**RECORDED DATA:**
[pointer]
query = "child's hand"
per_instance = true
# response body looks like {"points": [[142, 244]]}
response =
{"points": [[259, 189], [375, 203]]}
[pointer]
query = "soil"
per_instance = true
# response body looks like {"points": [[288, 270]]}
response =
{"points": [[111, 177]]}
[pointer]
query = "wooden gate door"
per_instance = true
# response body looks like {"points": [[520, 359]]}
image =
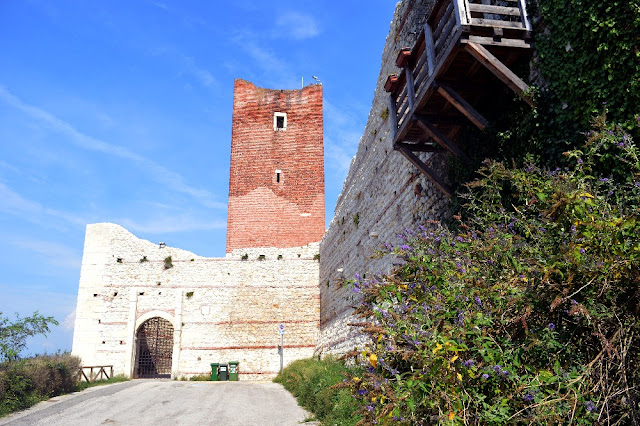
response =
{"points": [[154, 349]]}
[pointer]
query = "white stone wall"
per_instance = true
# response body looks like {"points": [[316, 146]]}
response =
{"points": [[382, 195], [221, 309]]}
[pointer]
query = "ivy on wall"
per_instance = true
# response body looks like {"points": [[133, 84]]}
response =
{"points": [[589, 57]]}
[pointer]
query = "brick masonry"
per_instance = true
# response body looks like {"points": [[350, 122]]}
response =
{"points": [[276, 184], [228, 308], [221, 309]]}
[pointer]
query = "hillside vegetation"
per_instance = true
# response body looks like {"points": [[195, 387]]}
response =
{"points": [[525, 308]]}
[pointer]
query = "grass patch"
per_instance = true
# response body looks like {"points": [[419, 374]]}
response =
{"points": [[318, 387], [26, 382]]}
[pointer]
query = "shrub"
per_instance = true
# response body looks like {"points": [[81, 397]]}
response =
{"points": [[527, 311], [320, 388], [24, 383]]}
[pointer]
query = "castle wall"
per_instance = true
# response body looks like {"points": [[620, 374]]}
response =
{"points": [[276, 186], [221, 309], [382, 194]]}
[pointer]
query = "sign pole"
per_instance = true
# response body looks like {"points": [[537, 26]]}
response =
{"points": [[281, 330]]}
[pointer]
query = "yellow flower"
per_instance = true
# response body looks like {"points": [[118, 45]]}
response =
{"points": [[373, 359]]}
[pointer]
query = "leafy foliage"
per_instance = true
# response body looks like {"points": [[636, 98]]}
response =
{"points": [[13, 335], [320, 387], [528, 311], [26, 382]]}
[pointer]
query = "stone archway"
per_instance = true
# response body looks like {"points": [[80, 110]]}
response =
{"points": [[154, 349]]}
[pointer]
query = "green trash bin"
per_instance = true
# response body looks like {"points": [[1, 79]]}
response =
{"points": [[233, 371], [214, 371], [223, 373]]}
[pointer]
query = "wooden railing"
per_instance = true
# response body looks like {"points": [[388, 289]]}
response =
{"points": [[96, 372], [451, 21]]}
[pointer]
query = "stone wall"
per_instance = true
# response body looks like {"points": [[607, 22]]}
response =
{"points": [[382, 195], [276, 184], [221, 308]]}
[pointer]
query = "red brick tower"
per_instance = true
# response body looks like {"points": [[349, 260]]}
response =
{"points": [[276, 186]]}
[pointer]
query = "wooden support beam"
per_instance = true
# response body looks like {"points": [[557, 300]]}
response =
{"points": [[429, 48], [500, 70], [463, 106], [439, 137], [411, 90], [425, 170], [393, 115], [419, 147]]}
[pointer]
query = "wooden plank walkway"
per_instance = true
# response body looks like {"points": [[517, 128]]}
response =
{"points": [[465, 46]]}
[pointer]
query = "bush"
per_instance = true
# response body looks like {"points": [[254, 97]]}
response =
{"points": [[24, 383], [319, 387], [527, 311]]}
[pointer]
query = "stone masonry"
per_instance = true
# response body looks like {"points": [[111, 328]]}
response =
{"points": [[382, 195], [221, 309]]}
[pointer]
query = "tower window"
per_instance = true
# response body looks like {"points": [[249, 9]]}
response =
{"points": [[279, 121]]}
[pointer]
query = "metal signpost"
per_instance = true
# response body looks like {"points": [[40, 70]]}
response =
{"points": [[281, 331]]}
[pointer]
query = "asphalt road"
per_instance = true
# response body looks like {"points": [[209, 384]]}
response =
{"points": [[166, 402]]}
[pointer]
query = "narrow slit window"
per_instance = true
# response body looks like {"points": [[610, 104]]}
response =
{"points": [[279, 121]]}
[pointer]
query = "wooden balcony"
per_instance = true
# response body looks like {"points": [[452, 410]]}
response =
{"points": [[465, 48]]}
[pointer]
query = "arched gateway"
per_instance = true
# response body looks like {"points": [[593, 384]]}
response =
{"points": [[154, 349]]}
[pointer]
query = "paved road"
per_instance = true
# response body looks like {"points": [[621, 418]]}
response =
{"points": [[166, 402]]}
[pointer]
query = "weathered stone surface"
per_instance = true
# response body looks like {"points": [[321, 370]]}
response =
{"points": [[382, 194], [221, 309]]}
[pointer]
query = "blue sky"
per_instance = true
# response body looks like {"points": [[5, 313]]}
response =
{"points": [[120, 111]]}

**AIM OF THE EXERCISE:**
State how many lines of the records above contain the word "stone", giving only the number.

**EXPECTED OUTPUT:**
5